課題:
a – 本文をもとに、次の問いに答えてください。
(i) 行列-行列積演算の高速化には何の言語を用いたか。
(ii) 参考文献はどこに記載されているか。
(iii) 一般にメモリと呼ばれるものは、パソコンを開けたときにどこに刺さっているものを指すか。
b – 一覧のうち、文字列「green」を含む行を数え、その数だけを答えてください。

本文:
コンピュータ・アーキテクチャの勉強の一環として、C++を用いた行列-行列積演算の高速化を行ったうちの、「キャッシュメモリ編」として簡単にまとめていきます。
そもそもキャッシュメモリってなんだ?というところから、考察も交えながら勉強したことをまとめているので、間違いなどあればご指摘いただけると助かります。
ひとまず、キャッシュを意識した処理を行うことで、どの程度処理の高速化に効果が表れるのか評価するところまでやってます。
目次
※参考文献は本ページ末尾に記載
キャッシュメモリ概要
結局のところキャッシュメモリがどういったものなのか、現状の理解で図にしてみます。
一般にメモリと呼ばれるものは、キャッシュメモリとは別に「メインメモリ」や「グローバルメモリ」などと呼ばれて区別されることが多いです。パソコンを開けたときに、マザーボードのソケットに刺さっているやつのことを指します。

(データ項目)
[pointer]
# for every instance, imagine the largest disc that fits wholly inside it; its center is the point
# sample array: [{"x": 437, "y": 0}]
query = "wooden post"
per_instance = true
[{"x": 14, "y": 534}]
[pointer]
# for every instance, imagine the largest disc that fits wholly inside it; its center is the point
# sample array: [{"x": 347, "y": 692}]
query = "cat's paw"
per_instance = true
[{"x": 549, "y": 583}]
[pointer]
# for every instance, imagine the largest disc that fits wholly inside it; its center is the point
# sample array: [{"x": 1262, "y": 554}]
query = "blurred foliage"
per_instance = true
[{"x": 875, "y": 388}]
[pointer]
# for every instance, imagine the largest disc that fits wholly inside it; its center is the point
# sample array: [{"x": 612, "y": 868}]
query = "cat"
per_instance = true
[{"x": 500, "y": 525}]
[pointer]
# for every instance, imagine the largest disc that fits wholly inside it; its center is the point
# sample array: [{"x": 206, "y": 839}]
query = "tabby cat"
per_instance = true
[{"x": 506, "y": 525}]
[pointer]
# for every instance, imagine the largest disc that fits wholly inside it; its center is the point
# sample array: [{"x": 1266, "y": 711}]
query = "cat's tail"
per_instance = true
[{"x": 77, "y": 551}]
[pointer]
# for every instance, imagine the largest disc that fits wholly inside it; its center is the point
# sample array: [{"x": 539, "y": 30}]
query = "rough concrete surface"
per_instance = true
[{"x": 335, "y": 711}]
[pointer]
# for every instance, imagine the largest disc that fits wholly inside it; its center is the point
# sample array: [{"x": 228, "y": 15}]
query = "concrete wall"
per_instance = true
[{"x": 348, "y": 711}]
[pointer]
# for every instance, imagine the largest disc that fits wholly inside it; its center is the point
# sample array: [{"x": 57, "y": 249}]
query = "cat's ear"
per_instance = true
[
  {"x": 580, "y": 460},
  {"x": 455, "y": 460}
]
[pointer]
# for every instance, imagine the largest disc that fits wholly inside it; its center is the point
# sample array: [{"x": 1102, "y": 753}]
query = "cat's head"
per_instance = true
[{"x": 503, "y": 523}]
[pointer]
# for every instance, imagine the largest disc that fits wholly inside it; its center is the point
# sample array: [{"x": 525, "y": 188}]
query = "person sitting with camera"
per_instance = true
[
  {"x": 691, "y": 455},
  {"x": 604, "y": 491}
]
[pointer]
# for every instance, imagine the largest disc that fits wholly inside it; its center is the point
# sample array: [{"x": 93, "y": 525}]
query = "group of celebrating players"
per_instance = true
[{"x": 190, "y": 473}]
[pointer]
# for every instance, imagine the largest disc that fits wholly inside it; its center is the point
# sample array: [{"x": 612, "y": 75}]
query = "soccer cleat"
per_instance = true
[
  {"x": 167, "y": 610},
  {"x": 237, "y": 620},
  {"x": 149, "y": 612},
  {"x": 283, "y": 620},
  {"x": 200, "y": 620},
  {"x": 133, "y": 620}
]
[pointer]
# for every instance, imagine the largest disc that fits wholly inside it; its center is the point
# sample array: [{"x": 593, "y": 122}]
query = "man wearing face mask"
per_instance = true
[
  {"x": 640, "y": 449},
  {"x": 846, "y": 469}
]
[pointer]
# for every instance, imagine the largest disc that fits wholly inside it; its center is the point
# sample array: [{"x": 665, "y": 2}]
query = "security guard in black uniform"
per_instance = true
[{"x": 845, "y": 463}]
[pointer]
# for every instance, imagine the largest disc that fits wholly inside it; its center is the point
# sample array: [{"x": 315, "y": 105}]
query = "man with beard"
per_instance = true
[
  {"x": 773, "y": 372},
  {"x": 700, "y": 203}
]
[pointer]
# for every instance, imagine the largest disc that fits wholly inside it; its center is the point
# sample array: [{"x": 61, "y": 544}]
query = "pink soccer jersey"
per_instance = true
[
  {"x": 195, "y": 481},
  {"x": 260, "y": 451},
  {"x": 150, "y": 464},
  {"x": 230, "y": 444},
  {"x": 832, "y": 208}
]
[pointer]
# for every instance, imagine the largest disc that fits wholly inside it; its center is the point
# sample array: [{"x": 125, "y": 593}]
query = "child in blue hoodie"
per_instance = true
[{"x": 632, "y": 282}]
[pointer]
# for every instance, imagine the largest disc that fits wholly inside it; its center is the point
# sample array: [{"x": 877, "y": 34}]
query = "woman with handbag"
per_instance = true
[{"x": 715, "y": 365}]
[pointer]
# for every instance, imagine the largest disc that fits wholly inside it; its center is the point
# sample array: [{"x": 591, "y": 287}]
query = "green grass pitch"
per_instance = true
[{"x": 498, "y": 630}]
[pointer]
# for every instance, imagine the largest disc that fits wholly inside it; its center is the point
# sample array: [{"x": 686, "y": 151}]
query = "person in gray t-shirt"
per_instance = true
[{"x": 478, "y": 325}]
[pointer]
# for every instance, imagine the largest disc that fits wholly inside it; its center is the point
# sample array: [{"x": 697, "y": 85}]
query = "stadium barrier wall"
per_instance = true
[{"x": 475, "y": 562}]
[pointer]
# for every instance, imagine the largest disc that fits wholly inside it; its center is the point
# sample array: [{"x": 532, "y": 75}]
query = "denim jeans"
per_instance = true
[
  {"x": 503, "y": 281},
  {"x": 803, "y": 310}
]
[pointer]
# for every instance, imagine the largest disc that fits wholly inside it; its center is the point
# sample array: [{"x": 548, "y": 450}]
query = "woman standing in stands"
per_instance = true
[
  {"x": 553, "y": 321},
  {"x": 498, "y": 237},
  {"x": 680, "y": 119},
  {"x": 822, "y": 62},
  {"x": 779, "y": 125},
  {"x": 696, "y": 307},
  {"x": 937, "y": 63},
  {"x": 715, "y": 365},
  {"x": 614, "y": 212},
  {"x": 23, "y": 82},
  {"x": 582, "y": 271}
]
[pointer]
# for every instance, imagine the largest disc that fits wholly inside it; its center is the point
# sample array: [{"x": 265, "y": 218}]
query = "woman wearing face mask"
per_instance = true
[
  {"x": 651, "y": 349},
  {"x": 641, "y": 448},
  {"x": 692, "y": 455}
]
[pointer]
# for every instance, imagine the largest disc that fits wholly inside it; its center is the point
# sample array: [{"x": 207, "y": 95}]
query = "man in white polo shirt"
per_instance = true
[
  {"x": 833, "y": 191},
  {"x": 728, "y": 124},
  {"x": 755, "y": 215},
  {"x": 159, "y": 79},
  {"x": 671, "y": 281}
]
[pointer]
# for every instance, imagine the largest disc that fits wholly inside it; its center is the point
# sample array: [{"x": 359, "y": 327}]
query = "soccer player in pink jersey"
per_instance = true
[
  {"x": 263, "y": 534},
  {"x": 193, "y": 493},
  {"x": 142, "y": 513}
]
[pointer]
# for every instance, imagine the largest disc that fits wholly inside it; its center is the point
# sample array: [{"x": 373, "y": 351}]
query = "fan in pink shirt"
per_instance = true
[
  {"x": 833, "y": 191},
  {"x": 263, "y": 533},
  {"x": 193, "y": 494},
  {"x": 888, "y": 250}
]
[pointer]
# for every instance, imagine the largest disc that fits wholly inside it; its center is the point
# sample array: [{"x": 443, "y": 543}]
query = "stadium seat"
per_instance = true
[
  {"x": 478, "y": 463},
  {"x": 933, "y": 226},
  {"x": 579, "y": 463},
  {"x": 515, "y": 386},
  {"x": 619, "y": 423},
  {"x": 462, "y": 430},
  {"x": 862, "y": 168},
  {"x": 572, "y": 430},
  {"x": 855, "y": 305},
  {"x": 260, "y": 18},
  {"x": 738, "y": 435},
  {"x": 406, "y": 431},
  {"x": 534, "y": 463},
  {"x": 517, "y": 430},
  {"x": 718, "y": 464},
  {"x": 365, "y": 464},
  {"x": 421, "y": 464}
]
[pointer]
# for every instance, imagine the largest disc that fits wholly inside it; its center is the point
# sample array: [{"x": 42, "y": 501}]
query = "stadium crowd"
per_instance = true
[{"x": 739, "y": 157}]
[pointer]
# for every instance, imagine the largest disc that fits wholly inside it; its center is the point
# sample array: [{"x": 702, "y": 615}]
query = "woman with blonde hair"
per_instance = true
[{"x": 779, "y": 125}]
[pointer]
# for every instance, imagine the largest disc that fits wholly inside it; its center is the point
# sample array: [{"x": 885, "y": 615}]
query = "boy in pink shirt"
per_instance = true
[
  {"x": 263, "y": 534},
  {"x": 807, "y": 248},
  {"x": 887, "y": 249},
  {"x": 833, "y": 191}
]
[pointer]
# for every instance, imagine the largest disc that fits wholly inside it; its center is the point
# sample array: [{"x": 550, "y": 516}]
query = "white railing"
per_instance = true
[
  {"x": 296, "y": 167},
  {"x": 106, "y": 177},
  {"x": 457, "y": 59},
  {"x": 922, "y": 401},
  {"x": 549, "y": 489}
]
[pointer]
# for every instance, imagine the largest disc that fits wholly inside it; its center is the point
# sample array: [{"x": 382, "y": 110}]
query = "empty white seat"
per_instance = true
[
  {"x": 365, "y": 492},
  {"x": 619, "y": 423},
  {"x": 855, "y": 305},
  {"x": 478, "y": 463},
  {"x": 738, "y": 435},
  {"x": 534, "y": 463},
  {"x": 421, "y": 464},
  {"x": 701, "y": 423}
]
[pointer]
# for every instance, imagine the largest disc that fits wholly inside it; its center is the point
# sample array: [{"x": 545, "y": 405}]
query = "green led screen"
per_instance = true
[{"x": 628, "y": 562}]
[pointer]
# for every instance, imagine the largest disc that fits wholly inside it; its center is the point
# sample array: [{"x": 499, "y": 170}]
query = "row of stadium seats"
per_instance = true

解答:
a –
(i) C++
(ii) 本ページ末尾
(iii) マザーボードのソケット

b – 2